=== Source text ===
= = = = =

This chapter seeks to recover the contingent and contested qualities of the revolt through a microhistorical focus on the local dynamics through which war making shaped the trajectory of Transjordanian state formation. In the account presented here, it is precisely the social and economic conditions of war, local strategies, and material incentives, rather than the high politics of British treachery and Hashemite ambition, that hold center stage. It was, in particular, variation in the extent to which social groups (tribes) were vulnerable to hunger as a result of wartime shortages that shaped patterns of participation in the revolt. Tribes whose food security was at risk were responsive to the material incentives provided by the leaders of the revolt in exchange for their commitment to participate. Where food security was less vulnerable to wartime conditions, and where Ottoman forces controlled the markets on which tribal units depended for their subsistence, tribal leaders displayed a greater reluctance to join forces with the anti-Ottoman campaign of Sharif Hussein and his associates. In other words, it was the material incentives or disincentives associated with a political commitment to the anti-Ottoman campaign of Hussein—not the ideological claims of notables and nationalists—that led tribes to participate in the revolt or withhold their support.

East of the Jordan River, these factors were played out in the context of a revitalized Ottoman administration that had been consolidating its hold on Transjordan since the mid-nineteenth century, co-opting or importing local proxies, and greatly expanding the local presence of the Ottoman state.[9] The contours of this resurgent order were obscured from contemporaries like “Xenophon” by the destructive legacy of the war years and concealed from more recent commentators by an Arabist historiography that for too long dismissed or distorted the significance of four centuries of Ottoman rule.

Tribe and State in Transjordan Under the Ottomans

In broad terms, the history of Ottoman Transjordan confirms the veracity of Zeine’s comment that “the Arabs up to the reign of Abdul Hamid (1876–1908) suffered not from too much Turkish government but from too little.”[10] Until the second half of the nineteenth century, Ottoman intrusion into this dusty corner of Bilad al-Sham did not go beyond ensuring the safe passage of the annual Hajj caravan. Ottoman officials appeared in the country in significant numbers only during the twenty or so days it took the pilgrimage to traverse the distance between southern Syria and the borders of the Hijaz. Such imperial influence as existed at other times was exercised by the local proxies of Ottoman governors or by tax collectors in their intermittent forays from Damascus and other towns of southern Syria.

= = = = =

=== Raw records ===
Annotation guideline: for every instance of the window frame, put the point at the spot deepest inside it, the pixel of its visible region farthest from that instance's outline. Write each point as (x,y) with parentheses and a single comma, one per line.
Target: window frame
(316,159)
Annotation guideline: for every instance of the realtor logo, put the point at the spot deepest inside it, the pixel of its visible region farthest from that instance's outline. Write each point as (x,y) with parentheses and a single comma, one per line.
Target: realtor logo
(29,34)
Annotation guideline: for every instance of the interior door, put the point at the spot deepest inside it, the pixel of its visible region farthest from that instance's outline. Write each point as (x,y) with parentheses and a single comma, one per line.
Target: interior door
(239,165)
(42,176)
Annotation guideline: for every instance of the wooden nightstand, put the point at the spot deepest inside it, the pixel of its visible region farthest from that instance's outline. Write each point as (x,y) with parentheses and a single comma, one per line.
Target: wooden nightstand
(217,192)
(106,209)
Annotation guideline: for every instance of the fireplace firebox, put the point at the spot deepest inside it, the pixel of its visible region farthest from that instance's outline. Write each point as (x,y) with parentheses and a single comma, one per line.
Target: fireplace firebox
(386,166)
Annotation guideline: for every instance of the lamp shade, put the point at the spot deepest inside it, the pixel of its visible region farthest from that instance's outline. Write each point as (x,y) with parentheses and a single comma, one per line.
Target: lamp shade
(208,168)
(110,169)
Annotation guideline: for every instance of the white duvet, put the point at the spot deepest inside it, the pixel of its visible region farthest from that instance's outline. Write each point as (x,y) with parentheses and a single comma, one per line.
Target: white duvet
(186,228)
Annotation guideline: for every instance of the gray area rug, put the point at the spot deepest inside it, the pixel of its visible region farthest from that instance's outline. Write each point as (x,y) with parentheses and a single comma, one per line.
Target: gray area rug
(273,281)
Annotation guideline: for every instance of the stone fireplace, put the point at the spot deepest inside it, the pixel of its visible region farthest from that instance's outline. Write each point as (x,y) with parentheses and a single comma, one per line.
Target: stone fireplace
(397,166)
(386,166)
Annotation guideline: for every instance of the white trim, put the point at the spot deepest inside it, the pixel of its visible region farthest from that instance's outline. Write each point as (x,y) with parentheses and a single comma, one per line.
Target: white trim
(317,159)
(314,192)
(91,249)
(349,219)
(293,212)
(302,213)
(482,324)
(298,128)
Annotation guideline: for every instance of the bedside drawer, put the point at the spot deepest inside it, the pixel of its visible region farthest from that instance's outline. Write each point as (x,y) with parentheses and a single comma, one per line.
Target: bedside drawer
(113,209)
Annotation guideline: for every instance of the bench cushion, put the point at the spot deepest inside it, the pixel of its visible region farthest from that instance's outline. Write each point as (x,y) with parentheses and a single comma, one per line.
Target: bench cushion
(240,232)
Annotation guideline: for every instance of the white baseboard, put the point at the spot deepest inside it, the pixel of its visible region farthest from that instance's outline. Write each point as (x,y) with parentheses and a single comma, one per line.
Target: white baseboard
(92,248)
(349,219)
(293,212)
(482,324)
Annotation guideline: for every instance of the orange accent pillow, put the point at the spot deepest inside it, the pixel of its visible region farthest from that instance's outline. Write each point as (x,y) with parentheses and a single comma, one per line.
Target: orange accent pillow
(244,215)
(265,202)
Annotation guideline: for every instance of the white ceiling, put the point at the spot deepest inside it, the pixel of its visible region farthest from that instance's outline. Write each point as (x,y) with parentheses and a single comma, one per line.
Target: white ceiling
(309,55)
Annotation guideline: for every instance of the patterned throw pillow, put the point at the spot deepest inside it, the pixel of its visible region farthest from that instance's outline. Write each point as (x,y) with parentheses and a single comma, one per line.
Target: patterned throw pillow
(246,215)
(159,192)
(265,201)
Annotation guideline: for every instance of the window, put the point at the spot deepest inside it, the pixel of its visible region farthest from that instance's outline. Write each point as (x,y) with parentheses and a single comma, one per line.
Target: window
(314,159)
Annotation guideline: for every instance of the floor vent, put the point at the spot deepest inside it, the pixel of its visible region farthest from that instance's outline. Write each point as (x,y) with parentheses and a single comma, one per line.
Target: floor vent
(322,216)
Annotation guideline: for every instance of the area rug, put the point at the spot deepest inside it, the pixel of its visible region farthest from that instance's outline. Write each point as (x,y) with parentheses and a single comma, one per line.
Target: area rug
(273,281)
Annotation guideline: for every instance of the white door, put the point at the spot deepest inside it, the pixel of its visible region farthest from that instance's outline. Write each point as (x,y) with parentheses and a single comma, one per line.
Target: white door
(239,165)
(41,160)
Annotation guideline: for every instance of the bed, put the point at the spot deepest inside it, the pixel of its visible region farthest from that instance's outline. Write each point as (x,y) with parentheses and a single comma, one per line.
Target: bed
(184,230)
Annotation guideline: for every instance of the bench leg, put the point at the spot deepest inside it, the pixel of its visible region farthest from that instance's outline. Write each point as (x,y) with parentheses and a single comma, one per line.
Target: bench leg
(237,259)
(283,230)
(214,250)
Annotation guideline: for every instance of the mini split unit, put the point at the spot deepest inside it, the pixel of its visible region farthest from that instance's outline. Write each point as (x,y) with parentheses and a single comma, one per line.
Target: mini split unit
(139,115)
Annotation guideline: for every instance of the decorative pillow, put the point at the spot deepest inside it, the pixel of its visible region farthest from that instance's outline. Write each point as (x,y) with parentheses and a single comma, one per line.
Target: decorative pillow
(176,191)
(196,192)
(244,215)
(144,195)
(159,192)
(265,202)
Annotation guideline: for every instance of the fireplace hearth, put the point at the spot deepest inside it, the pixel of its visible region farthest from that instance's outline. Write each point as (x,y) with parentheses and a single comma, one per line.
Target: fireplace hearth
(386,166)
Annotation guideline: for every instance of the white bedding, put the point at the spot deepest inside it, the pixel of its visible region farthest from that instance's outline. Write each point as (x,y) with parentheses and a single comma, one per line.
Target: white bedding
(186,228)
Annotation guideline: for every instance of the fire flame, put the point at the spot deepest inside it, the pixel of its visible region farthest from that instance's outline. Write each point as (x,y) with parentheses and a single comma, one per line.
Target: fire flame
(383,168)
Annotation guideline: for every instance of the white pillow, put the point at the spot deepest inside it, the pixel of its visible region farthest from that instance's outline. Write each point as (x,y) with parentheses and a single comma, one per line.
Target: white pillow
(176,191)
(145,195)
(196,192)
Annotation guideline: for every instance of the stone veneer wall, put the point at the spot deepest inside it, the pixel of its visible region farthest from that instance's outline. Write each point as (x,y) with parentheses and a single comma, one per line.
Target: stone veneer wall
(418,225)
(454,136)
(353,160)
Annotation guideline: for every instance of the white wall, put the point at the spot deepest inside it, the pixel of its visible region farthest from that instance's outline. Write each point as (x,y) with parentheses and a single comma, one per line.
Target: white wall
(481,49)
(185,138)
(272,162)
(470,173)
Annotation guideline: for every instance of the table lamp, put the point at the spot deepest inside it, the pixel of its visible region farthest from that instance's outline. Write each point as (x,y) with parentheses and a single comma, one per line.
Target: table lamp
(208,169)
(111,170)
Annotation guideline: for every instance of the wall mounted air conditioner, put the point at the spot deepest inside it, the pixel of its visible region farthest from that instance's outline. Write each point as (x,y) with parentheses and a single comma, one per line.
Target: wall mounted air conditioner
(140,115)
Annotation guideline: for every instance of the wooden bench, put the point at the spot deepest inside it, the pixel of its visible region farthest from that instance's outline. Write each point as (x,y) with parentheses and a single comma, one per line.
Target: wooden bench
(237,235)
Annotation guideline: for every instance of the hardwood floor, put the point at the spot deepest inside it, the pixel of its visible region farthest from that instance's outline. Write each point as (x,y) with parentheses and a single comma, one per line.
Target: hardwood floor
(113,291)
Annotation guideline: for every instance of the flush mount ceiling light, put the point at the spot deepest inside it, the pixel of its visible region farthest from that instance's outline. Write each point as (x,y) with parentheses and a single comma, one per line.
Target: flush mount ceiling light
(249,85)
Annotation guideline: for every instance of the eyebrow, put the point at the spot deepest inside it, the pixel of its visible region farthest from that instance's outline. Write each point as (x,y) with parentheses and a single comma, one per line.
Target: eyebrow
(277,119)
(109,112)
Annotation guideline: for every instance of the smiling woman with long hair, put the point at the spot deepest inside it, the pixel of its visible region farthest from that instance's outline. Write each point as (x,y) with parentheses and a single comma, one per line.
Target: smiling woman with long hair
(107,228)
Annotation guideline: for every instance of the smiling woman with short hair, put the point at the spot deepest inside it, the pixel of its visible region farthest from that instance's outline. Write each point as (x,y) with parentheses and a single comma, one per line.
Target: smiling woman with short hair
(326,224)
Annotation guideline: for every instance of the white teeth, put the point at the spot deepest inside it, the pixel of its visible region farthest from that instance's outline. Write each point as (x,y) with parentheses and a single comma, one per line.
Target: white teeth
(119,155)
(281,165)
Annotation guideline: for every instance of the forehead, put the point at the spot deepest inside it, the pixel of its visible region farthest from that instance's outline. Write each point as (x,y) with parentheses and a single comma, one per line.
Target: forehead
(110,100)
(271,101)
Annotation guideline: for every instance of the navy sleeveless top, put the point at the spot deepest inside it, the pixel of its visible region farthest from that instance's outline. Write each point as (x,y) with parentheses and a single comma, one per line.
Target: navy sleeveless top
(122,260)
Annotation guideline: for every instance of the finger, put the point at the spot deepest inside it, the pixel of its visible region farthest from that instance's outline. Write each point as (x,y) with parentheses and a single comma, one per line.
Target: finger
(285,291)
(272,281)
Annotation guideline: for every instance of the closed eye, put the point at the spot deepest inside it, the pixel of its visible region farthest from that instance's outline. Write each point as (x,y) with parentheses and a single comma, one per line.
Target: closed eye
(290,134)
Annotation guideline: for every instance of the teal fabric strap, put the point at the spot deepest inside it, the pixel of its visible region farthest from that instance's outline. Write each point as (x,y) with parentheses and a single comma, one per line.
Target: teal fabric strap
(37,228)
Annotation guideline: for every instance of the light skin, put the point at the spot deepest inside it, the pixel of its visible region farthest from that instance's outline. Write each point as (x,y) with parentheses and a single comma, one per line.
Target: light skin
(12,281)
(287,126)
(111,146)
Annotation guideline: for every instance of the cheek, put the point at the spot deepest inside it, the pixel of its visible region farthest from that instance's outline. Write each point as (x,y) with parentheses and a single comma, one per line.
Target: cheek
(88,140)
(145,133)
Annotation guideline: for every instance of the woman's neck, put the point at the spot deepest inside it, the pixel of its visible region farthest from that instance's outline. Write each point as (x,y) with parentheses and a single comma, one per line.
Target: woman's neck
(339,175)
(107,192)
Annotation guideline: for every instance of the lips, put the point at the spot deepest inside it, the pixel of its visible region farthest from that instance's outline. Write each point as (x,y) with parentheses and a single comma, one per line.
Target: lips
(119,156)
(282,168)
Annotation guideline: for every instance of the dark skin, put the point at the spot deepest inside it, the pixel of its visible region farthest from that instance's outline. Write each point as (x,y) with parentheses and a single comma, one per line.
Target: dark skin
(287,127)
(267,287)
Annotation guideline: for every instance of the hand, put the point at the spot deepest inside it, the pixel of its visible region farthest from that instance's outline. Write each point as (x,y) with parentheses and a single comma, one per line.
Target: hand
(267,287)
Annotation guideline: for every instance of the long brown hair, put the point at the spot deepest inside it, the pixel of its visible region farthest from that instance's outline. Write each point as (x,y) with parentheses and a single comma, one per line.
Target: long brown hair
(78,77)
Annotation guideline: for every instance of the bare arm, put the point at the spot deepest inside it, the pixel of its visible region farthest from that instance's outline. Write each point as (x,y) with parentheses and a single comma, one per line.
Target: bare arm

= = = = =

=== Set exercise 1 ===
Using the passage on Ottoman Transjordan, explain in one to three sentences why the resurgent Ottoman order went unseen by contemporaries and by more recent commentators.
=== Set exercise 2 ===
Print the part of the passage on Ottoman Transjordan from "In broad terms, the" up to and including "of southern Syria.".
The data come from a different source than the passage on Ottoman Transjordan.

=== Written answer 1 ===
Contemporaries like “Xenophon” could not see it because the destructive legacy of the war years obscured it. More recent commentators missed it because an Arabist historiography had long dismissed or distorted the significance of four centuries of Ottoman rule.

=== Written answer 2 ===
In broad terms, the history of Ottoman Transjordan confirms the veracity of Zeine’s comment that “the Arabs up to the reign of Abdul Hamid (1876–1908) suffered not from too much Turkish government but from too little.”[10] Until the second half of the nineteenth century, Ottoman intrusion into this dusty corner of Bilad al-Sham did not go beyond ensuring the safe passage of the annual Hajj caravan. Ottoman officials appeared in the country in significant numbers only during the twenty or so days it took the pilgrimage to traverse the distance between southern Syria and the borders of the Hijaz. Such imperial influence as existed at other times was exercised by the local proxies of Ottoman governors or by tax collectors in their intermittent forays from Damascus and other towns of southern Syria.